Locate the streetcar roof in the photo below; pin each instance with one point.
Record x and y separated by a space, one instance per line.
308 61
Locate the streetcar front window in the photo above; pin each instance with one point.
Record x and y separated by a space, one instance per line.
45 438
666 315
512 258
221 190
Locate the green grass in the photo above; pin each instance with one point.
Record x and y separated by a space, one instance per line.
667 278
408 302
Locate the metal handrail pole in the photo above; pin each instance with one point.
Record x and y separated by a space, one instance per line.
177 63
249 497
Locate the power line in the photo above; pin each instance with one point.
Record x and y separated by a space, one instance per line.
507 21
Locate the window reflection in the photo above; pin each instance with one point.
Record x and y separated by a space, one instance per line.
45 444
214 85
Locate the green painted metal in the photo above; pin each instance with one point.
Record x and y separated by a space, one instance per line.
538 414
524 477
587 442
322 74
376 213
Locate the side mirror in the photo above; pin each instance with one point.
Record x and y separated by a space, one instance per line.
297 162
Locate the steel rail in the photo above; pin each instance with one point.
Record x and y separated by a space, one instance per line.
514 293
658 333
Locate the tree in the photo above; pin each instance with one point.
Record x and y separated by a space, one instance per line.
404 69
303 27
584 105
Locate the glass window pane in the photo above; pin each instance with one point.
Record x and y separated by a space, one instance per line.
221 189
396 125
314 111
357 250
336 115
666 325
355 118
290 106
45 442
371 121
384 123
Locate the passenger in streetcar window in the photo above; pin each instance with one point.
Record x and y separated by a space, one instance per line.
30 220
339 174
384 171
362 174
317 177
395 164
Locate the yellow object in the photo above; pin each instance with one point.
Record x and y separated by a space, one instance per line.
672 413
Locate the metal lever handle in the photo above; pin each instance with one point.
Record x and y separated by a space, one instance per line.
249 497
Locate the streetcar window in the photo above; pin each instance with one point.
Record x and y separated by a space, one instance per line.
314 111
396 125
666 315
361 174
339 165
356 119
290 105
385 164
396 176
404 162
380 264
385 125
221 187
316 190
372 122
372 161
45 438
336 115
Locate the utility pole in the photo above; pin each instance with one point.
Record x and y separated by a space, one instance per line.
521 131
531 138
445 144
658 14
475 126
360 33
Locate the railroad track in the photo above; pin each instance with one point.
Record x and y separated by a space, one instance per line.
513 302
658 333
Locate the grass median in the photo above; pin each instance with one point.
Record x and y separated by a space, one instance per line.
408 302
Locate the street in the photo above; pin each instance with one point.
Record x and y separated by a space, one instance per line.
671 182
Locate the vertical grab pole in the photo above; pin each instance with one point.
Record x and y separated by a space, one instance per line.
********
* **WHAT THIS TASK INVOLVES**: Each line of the material above must be retyped precisely.

* **SOLUTION TO THIS EXERCISE**:
Locate the streetcar roof in the photo below; pin each instance with one point.
Record x and y separated by a space, one instance per line.
308 61
Locate the streetcar front window in the photo above; pin each instance with one point.
Record x and y separated by a space, one instance per line.
45 438
666 315
512 258
221 190
Locate the green grass in the photo above; pin each instance with one point.
Record x and y separated by a space, one instance per line.
667 278
408 302
Locate the metal handrail pole in the photo above; pin each instance with one point.
Record x and y separated by a space, one instance per line.
177 63
249 497
Locate the power line in the photo above; pin each instance with one point.
Record x and y separated by a space, one instance per line.
507 21
Locate the window reflection in the photo above; pin each instance with one point.
Record x and y separated by a space, one instance per line.
45 444
214 85
Locate the green painted metal in the photo above; pin each instance with one point.
Record x and y separated by a space, one instance per line.
538 414
524 477
587 442
322 74
376 213
Locate the side mirror in the photo above; pin each instance with one point.
Record x and y separated by a space, one instance per line.
297 162
Locate the steel rail in the photo above; pin each instance with one point.
Record x and y separated by a space, one instance per line.
514 293
658 333
Locate the tree in the photo above; pin each instance with one point.
Record x and y separated by a space, one instance per line.
404 69
303 27
584 105
Locate the glass window pane in the photo above; pin each instance with one point.
Record x and y separated by a space, one instance per line.
221 189
396 125
314 111
357 250
336 115
666 325
355 118
290 106
45 442
371 121
384 123
Locate the passenger in streetcar window in the photo above; pin each instance with one point.
Record x and y separated by a space, one instance per line.
30 220
339 174
384 171
362 174
317 177
395 164
Locate the yellow object in the photo above; pin each instance with one point.
Record x and y separated by a space, one instance per line.
672 413
Locate the metal lever handle in the photo above; pin each instance with one point.
Record x and y separated by a space, one instance per line.
249 497
Locate the streetcar window in the photo above; pin each instance with one point.
Record x and y separated by a space, one instance per line.
314 111
396 125
666 315
361 174
339 165
356 119
290 105
385 164
396 176
404 162
380 264
385 125
221 187
316 190
372 122
372 161
45 438
336 115
Locate the utility pole in the photo above; pin each instance with one point.
Record x and y separated by a space, one instance per line.
521 131
531 138
445 144
658 14
475 126
360 33
Locate the railroad track in the photo above; pin each instance with one point.
Record x and y separated by a space, one instance per line.
513 302
658 333
Locate the grass median in the photo above; pin each instance with one point.
Record x and y separated by a space, one instance per line.
408 302
Locate the street in the photo above; pin each instance with one point.
Record x and y separated by a space, one instance per line.
671 182
Locate the vertical grab pole in the photo above; pin each instance with one point.
Record x and y separated by a space, one instance per line.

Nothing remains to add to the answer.